Assignment ->
Pick every line out of the entries below that has the string "Target", and copy it.

Records shown ->
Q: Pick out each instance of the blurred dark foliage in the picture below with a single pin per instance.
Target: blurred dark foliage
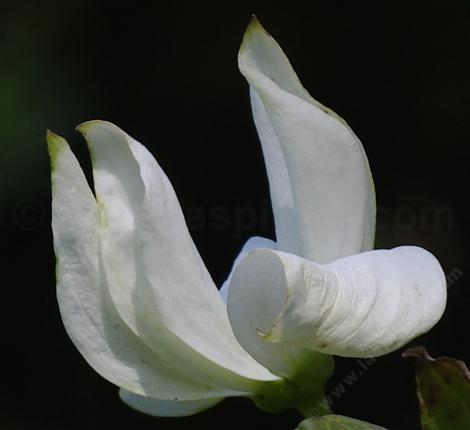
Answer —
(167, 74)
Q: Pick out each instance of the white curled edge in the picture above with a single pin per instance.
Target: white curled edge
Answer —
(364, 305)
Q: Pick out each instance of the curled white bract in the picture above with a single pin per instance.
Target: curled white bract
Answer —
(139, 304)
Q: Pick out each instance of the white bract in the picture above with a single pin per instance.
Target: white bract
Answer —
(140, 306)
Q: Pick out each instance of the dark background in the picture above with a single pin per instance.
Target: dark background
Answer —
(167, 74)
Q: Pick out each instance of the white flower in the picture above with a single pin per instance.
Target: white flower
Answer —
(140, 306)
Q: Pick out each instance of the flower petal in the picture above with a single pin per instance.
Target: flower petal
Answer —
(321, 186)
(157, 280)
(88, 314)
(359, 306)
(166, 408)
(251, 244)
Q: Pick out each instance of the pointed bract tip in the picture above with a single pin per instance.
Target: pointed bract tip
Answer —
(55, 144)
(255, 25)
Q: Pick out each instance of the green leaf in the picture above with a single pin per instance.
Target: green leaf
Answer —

Task answer ->
Target: blurred dark foliage
Target: white curled edge
Target: curled white bract
Target: white bract
Target: dark background
Target: white flower
Target: flower petal
Target: pointed bract tip
Target: green leaf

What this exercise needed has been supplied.